ITEMS:
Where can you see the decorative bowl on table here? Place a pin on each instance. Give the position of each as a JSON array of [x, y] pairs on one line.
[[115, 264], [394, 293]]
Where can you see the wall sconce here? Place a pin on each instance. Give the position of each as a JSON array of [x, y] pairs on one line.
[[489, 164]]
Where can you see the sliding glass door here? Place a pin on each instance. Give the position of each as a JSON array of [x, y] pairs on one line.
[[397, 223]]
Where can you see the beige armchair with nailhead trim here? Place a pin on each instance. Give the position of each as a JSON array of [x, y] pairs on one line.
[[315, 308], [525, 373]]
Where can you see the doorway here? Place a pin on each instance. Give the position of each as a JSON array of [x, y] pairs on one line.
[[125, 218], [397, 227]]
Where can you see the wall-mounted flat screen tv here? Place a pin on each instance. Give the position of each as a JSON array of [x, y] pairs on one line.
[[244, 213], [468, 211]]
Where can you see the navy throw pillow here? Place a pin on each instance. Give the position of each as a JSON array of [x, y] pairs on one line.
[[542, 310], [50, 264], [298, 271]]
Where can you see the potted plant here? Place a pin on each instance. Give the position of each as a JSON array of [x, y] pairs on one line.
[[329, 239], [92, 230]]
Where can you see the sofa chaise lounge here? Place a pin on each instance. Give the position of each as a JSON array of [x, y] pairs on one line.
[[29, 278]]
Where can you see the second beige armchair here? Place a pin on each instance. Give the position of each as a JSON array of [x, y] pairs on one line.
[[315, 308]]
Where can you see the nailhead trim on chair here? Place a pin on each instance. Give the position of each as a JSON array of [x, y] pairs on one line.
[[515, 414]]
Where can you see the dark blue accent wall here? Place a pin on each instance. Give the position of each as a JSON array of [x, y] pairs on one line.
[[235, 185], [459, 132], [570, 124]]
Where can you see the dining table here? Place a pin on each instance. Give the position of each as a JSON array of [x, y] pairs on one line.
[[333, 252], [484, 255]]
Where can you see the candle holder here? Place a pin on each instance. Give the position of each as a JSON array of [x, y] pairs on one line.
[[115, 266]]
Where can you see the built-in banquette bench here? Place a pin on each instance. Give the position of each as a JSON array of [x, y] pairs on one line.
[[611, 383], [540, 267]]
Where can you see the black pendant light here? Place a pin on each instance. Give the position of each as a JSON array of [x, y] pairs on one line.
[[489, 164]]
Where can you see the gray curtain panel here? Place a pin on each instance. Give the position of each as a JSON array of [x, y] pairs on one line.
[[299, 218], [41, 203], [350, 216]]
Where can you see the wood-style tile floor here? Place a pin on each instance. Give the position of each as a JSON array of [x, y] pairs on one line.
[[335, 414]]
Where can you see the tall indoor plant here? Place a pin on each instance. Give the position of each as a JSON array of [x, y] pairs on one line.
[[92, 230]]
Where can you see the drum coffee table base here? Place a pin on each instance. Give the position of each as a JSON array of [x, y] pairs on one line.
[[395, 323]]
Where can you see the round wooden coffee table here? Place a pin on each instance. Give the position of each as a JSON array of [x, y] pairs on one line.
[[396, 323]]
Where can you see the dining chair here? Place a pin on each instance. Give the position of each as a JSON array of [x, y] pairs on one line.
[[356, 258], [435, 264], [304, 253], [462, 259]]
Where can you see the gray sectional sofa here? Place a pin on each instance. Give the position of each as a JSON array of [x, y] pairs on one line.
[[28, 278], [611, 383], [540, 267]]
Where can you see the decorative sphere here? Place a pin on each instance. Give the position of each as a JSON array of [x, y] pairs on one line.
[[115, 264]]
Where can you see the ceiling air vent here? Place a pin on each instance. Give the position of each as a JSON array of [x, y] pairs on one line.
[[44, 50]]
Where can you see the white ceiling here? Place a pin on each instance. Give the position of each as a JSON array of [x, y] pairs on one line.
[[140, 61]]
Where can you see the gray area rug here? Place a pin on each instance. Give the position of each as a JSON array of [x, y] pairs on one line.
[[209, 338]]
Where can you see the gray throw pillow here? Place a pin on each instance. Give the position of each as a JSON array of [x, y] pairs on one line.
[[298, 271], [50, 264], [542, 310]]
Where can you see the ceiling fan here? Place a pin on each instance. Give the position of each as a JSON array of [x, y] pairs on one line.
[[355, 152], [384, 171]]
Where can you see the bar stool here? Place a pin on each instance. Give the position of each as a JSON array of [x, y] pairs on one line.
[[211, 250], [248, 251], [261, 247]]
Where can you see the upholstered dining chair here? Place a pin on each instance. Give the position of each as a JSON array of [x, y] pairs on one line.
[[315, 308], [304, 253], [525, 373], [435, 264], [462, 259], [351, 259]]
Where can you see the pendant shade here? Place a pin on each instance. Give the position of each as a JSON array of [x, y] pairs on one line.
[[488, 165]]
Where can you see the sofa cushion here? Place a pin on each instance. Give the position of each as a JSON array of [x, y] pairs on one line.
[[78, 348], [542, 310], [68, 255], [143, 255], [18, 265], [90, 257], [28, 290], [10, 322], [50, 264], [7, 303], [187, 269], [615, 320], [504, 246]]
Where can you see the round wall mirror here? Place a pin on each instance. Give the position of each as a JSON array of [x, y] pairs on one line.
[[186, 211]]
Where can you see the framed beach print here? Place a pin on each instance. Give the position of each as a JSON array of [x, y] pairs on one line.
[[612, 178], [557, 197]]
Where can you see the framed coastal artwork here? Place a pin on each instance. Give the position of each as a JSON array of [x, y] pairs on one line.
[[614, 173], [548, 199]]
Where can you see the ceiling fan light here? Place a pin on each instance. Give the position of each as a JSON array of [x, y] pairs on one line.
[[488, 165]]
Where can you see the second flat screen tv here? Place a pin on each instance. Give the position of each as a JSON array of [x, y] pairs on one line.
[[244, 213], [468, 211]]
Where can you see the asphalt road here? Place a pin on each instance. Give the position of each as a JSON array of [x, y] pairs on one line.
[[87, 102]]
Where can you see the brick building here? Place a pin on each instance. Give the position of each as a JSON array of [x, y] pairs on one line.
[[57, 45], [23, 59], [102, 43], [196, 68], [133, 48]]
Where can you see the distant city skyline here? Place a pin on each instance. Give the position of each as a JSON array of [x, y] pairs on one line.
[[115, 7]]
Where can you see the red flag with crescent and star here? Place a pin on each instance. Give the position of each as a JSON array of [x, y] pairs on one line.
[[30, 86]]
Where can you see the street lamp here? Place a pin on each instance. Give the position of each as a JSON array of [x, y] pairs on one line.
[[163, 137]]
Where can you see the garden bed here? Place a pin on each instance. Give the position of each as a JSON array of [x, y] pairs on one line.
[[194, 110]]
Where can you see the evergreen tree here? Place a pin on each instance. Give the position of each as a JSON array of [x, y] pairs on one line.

TO DO: Using the data above, reproduce every line exactly.

EXERCISE ANSWER:
Where can you see the decorative bowl on table here? Place a pin on each instance. Give the position of each as a JSON array of [x, y] pairs on one line.
[[115, 264], [394, 293]]
Where can you see the wall sconce here? Place a pin on each instance. Give the position of each as a JSON array of [x, y] pairs on one line.
[[489, 164]]
Where can you see the sliding glass door here? Place a pin on each instance. Give the position of each as a JSON array of [x, y] pairs on one line.
[[397, 223]]
Where can you see the beige armchair with nailhead trim here? Place a pin on each instance. Give the position of each as a JSON array of [x, y] pairs on one line.
[[315, 308], [525, 373]]
Where can you see the doorway here? Place a pin on each instance. Give the position of each as a JSON array of [x, y] pairs on one line.
[[125, 218], [397, 227]]
Where can you see the wall-mounted flat screen tv here? Place a pin on each instance. Give the position of each as a JSON array of [x, y] pairs on one line.
[[244, 213], [468, 211]]
Where can you see the navy throw pillow here? Place a pin on each instance. Give the position of each as a JSON array of [x, y] pairs on one line.
[[542, 310], [50, 264], [298, 271]]
Where can you see the potted plant here? Place a pin on each instance. Give the position of each as a JSON array of [x, y] pairs on one line.
[[329, 239], [92, 230]]
Where can you see the sofa chaise lounge here? Place a pin on each instance. Give the position of each as a JSON array of [x, y] pairs on one line.
[[29, 278]]
Where can you see the second beige armchair here? Place a pin on each instance. Give the position of each as a JSON array of [x, y] pairs on one line.
[[315, 308]]
Where can you see the nailhead trim on chair here? Place a pin on each instance. Give the position of each as a JSON array of [x, y] pairs on one line.
[[515, 414]]
Where can you see the dark blue accent wall here? Place a pin on each instance. Give the position of each as a JSON array of [x, y] pairs on one line.
[[235, 185], [459, 132], [570, 124]]
Where can you see the dining table here? Place a pin on each instance. Give the position of each as a JSON array of [x, y] pairs on one line.
[[333, 252], [484, 255]]
Where can you see the candle holder here? Place a pin on each instance. Give the position of each as a JSON array of [x, y] pairs on one line.
[[115, 266]]
Where can you see the built-in banquette bench here? Place a pin on each instance. Give the position of each as a JSON array of [x, y] pairs on one line.
[[611, 383], [540, 267]]
Where can you see the black pendant light here? Place a pin on each instance. Give the position of each as a JSON array of [x, y] pairs on one line.
[[489, 164]]
Where can you see the gray curtain panel here? Place a pin on each instance. Give the position of each as a JSON array of [x, y] pairs on one line.
[[299, 218], [41, 203], [350, 216]]
Where can you see the wood-style tile floor here? Place a pin on each instance. Give the position of each as a JSON array of [x, y] pairs on one line.
[[335, 414]]
Where can you see the tall indoor plant here? Place a pin on each instance. Give the position of each as a JSON array of [x, y] pairs on one line.
[[92, 230]]
Where can you see the drum coffee table base here? Place a pin on each instance. Give the position of each as a JSON array of [x, y] pairs on one line.
[[395, 323]]
Where can you see the round wooden coffee table here? Place a pin on each instance. Give the position of each as a JSON array of [x, y] pairs on one line.
[[396, 323]]
Where can you see the dining chair here? Place a pin on each instance. Give the position of each as a JSON array of [x, y] pairs on one line.
[[356, 258], [435, 264], [304, 253], [462, 259]]
Where can you see the gray sectional sofa here? Place a pin on each instance. Give the position of each as a JSON array of [x, y] pairs on one line.
[[28, 278], [611, 383], [540, 267]]
Where can you see the decorative sphere here? Place a pin on each instance. Give the position of each as a JSON array of [x, y] pairs on one line.
[[115, 264]]
Where can you see the ceiling air vent here? Place a pin on each instance. Give the position of each as a JSON array of [x, y] pairs on one line.
[[44, 50]]
Where can you see the white ceiling here? Place a pin on each instance. Give the position of each as a JSON array of [x, y] pairs on one line.
[[140, 61]]
Where can you see the gray area rug here? Place a pin on each instance. Give the position of each as a JSON array of [x, y] pairs on one line.
[[209, 338]]
Where can you see the gray throw pillow here? Place a pin on each instance. Give the position of each as a JSON array of [x, y] pairs on one line.
[[298, 271], [50, 264], [542, 310]]
Where can you see the ceiling fan here? Place a pin on each instance. Give the position of each as a JSON array of [x, y] pairs on one line.
[[355, 152], [384, 171]]
Where can you see the bar stool here? Place a pin on each instance. Give the position of each as a JSON array of [x, y] pairs on one line.
[[211, 250], [248, 251], [261, 247]]
Where can you see the upholstered dining chair here? Place a pin on each instance. Give the position of each as a JSON array of [x, y] pairs on one line.
[[315, 308], [304, 253], [525, 373], [435, 264], [462, 259], [351, 259]]
Where can you see the pendant shade here? Place a pin on each instance. Give the position of each as a JSON array of [x, y] pairs on one line.
[[488, 165]]
Where can you see the sofa cushion here? Place a pin on each instance. Give the position of each as a JSON array of [x, y] pairs on one line.
[[78, 348], [542, 310], [68, 255], [143, 255], [18, 265], [90, 257], [28, 290], [10, 322], [50, 264], [7, 303], [187, 269], [615, 320], [504, 246]]
Where can you see the round wall mirror here? Place a pin on each instance. Give the position of each as a JSON array of [x, y] pairs on one line.
[[186, 211]]
Where can you see the framed beach print here? Place a pin on each instance. Give the position of each as a JSON array of [x, y] pairs on one line.
[[612, 178], [557, 197]]
Where can you see the framed coastal artwork here? Place a pin on each instance. Give the position of each as a JSON array of [x, y] pairs on one line.
[[614, 173], [548, 199]]
Where can you see the ceiling fan light here? Place a pin on each instance. Give the position of each as a JSON array of [x, y] pairs on one line.
[[488, 165]]
Where can you see the second flat screen tv here? Place a pin on each instance. Give the position of each as a JSON array of [x, y] pairs on one line.
[[244, 213], [468, 211]]
Where can you see the asphalt road here? Place a pin on each instance. Give the position of each as a JSON array of [x, y] pairs on one line.
[[87, 102]]
Where can you see the brick building here? Place a pin on each instance. Give the position of each as a JSON array of [x, y] pairs on one line.
[[57, 45], [23, 59], [102, 43], [196, 68], [133, 48]]
Where can you see the distant city skyline here? Place a pin on each instance. Give the position of each as a JSON array of [x, y] pairs on one line.
[[115, 7]]
Where can you see the red flag with crescent and star here? Place a pin on each instance. Give the position of each as a JSON array of [x, y] pairs on one line.
[[30, 86]]
Where can you see the street lamp here? Place a pin on each instance. Give the position of each as a JSON array of [x, y] pairs on one line.
[[163, 137]]
Where can you see the garden bed here? Place a pin on each instance. Give the position of each as a JSON array of [x, y] pairs on one line.
[[194, 110]]
Where can you see the evergreen tree here? Place a pin on each instance. Give the position of each as a JSON array of [x, y] pairs on one line.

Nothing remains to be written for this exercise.